Copy the data below line for line, with no changes.
^^^^^^^^
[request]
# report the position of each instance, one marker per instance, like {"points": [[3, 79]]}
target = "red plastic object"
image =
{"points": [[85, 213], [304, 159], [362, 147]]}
^^^^^^^^
FULL OUTPUT:
[request]
# report the position of each instance, one marker per instance, like {"points": [[3, 79]]}
target = "red plastic object"
image =
{"points": [[85, 213], [304, 159], [362, 147]]}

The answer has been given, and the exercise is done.